**EXERCISE DETAILS**
Copy each line of the records that includes "milk".

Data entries
============================================================
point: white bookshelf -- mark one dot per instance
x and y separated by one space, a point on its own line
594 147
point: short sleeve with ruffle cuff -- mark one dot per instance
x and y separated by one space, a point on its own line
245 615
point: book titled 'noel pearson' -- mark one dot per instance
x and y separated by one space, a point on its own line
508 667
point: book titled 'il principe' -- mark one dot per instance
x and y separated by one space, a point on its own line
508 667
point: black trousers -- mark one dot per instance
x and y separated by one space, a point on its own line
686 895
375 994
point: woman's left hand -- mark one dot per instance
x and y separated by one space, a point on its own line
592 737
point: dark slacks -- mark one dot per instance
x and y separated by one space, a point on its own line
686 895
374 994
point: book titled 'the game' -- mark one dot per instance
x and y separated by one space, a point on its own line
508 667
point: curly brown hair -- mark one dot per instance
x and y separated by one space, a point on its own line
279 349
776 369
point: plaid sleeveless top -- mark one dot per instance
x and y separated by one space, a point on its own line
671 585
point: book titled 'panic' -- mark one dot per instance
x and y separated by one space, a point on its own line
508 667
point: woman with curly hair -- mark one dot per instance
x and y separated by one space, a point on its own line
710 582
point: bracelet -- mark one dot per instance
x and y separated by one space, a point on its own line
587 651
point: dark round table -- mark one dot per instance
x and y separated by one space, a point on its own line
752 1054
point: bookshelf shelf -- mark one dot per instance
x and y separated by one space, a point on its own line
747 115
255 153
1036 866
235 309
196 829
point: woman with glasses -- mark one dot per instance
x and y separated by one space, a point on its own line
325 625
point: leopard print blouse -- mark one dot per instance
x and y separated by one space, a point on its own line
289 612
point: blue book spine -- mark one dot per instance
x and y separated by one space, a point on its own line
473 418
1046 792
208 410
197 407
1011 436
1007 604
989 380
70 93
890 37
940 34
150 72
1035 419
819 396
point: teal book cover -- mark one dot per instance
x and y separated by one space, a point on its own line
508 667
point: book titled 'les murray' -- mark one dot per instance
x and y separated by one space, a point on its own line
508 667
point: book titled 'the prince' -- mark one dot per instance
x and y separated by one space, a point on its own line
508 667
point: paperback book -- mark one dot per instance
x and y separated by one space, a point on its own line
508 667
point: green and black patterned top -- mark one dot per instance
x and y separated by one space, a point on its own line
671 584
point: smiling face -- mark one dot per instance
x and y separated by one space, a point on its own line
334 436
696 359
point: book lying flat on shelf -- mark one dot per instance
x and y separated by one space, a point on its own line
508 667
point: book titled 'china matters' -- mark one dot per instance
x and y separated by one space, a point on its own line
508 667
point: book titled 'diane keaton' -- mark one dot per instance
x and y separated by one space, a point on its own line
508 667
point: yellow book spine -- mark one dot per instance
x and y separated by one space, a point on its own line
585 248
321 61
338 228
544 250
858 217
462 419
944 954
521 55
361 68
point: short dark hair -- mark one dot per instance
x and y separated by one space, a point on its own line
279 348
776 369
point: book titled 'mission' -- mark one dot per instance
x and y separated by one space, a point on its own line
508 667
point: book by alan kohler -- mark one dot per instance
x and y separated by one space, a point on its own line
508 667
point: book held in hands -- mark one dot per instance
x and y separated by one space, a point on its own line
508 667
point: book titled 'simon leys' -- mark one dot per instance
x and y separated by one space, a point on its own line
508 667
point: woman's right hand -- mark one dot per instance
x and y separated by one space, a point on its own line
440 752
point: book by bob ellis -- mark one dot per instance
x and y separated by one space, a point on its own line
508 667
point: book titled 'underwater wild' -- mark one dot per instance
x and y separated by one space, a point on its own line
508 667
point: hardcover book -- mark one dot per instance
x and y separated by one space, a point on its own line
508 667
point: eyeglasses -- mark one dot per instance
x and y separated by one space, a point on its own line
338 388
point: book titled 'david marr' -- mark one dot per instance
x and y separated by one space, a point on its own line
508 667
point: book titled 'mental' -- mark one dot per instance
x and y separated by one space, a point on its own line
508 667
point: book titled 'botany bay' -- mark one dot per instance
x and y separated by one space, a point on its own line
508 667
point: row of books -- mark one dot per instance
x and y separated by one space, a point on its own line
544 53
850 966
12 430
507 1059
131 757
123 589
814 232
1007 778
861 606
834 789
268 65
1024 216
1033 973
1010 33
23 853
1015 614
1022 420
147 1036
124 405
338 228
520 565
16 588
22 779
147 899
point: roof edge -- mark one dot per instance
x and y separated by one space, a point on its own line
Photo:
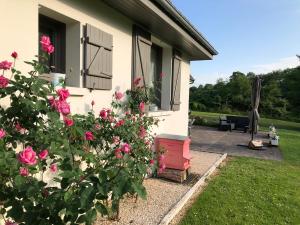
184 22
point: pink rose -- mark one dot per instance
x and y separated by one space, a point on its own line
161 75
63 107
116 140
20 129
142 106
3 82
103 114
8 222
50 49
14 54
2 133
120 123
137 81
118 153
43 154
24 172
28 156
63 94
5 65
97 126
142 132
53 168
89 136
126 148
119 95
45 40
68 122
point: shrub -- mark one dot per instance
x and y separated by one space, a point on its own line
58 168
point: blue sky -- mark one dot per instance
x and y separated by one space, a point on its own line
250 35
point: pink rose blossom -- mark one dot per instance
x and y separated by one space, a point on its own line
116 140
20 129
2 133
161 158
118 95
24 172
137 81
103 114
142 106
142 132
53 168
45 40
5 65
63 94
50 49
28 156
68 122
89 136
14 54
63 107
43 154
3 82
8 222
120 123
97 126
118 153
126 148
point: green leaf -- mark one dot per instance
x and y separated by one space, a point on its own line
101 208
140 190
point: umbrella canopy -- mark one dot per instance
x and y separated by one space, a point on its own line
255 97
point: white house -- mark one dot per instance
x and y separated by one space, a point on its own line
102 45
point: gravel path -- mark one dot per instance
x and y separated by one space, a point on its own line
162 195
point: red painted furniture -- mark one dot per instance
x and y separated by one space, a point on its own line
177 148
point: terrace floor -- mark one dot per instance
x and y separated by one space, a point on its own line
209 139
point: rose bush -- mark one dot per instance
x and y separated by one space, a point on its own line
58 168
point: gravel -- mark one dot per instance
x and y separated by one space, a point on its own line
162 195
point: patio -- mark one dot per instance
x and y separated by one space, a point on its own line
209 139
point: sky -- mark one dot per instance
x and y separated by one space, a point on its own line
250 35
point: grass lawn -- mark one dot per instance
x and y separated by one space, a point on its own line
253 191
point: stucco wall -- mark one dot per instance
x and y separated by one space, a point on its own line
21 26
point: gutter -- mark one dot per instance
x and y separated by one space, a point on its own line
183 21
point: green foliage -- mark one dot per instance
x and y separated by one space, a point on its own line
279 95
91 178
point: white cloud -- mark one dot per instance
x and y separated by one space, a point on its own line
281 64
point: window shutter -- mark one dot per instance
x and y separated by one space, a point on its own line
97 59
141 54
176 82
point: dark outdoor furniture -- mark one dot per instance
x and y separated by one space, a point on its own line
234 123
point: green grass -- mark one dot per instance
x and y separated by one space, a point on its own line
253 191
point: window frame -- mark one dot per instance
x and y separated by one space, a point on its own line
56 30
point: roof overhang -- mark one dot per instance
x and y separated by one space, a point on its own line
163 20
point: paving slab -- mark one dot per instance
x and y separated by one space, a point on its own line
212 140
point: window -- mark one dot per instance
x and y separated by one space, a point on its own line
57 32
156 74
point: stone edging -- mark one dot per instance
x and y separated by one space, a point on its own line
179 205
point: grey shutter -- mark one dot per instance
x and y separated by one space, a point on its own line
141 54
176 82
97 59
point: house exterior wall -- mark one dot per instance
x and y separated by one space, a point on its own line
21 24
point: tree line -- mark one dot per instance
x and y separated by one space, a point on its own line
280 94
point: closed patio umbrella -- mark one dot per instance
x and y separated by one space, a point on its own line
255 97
============================================================
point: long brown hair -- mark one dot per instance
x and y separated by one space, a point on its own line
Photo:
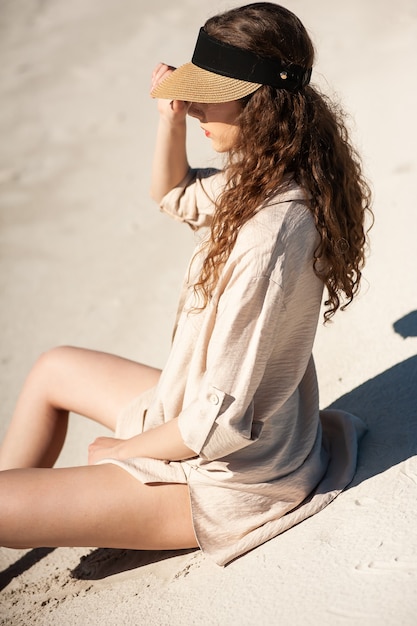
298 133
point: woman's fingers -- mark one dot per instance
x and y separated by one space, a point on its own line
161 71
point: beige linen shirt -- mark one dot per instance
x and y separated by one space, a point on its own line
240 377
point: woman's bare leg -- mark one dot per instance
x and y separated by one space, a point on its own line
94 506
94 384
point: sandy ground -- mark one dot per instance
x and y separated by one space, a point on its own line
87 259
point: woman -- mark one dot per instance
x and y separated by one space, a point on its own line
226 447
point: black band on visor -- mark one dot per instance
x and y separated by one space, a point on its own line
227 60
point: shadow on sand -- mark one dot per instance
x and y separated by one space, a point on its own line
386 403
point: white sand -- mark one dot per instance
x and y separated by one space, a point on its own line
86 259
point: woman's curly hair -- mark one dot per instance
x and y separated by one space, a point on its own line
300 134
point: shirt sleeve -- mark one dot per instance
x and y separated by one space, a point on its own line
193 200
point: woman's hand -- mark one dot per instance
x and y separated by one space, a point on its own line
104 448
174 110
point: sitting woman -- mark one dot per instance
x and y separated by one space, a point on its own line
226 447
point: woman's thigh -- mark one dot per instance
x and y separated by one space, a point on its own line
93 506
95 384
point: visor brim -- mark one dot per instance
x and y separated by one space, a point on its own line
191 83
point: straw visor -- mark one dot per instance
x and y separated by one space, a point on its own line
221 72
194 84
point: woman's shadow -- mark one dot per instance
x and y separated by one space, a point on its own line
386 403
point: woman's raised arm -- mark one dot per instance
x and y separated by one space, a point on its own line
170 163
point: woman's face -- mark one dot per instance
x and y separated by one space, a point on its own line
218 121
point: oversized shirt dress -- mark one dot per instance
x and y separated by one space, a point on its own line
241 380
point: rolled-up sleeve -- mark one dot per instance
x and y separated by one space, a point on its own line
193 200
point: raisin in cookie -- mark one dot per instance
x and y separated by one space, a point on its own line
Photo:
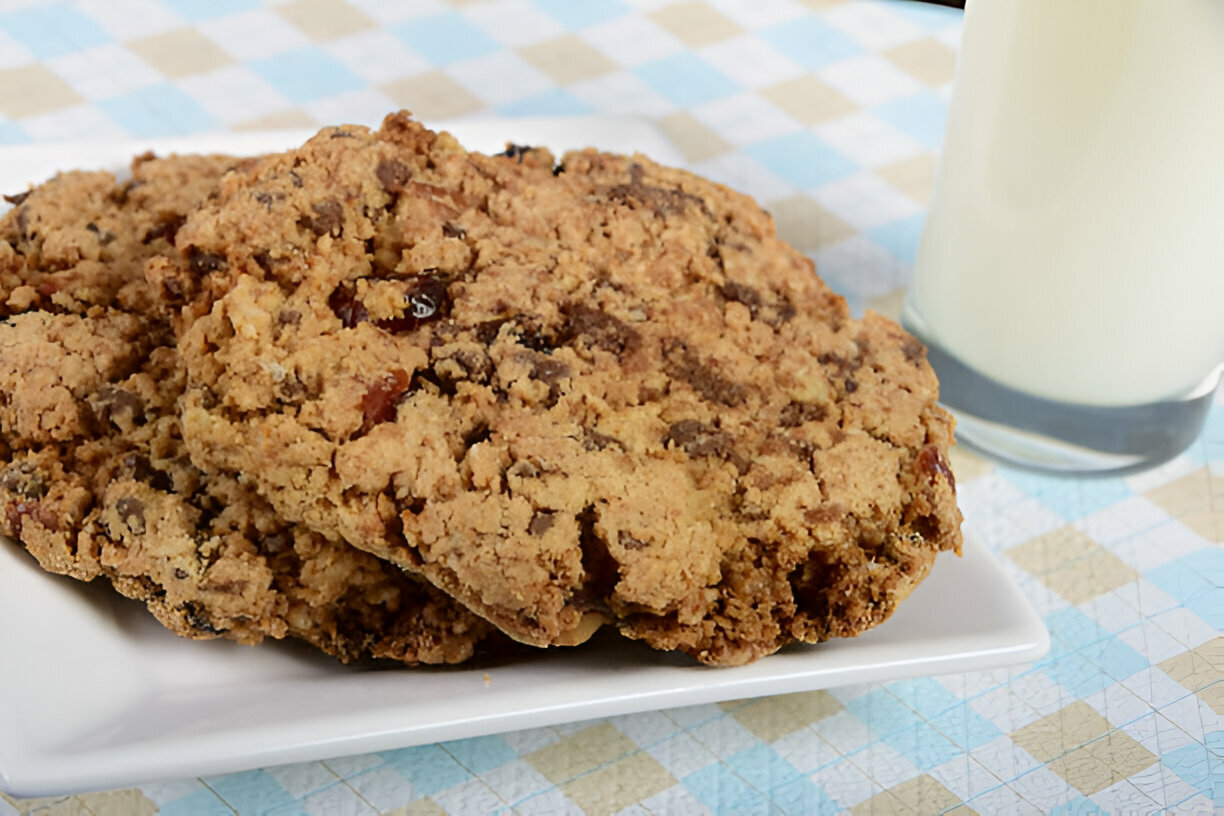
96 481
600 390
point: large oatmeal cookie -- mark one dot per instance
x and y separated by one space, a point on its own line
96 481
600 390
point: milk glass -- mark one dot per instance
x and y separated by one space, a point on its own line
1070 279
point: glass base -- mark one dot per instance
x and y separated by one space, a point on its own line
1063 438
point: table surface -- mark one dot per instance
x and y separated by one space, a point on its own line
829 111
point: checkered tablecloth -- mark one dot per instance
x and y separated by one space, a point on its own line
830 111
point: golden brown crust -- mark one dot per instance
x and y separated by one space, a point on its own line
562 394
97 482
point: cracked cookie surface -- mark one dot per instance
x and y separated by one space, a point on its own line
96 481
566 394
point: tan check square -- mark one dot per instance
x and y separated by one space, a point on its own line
============================================================
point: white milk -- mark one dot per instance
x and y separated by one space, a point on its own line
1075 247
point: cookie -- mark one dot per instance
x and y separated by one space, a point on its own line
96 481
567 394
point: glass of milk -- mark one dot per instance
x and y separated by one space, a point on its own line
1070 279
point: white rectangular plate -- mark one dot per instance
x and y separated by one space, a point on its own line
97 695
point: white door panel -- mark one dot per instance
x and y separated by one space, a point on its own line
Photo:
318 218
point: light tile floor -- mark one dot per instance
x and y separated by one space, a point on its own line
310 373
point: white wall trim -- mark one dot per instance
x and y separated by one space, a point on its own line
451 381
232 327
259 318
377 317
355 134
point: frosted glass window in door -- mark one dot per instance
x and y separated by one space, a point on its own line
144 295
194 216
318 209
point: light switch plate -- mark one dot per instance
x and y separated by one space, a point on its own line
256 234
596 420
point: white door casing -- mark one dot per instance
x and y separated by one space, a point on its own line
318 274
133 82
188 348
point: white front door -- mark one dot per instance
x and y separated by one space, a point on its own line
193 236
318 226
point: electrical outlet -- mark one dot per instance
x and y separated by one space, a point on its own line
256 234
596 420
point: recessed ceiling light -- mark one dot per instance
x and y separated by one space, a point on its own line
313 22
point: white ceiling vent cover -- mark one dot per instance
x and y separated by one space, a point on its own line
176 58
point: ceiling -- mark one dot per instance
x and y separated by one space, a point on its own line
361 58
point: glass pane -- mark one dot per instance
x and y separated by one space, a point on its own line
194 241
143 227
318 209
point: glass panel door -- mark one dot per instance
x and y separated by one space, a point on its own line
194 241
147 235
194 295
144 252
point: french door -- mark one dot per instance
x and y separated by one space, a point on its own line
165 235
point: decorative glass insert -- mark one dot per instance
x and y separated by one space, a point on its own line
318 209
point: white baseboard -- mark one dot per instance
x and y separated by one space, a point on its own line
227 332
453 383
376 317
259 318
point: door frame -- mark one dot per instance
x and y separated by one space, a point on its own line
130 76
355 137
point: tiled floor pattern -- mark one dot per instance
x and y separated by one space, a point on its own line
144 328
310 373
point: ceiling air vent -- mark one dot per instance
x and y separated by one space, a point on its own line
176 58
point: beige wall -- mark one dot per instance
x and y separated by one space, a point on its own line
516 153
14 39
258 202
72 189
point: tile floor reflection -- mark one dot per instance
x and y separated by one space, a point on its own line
============================================================
**SOLUTION FOR THIS EXERCISE**
point: milk glass -- mark one dot per instance
point: white milk -- mark one dot per instance
point: glass of milk -- mark one dot per instance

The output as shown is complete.